SUPPLIED ENTRIES:
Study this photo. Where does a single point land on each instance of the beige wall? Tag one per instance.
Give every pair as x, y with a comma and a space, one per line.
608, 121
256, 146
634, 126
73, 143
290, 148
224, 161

WORK INSTRUCTION:
Keep every word the same. Retype all the material.

WRITTEN SOLUTION:
Study this photo. Where does a single point land on each instance of the beige wall? Tag one per instance.
Give every pair as x, y with a comma and a space, one per line.
608, 121
256, 146
634, 126
73, 143
290, 148
224, 161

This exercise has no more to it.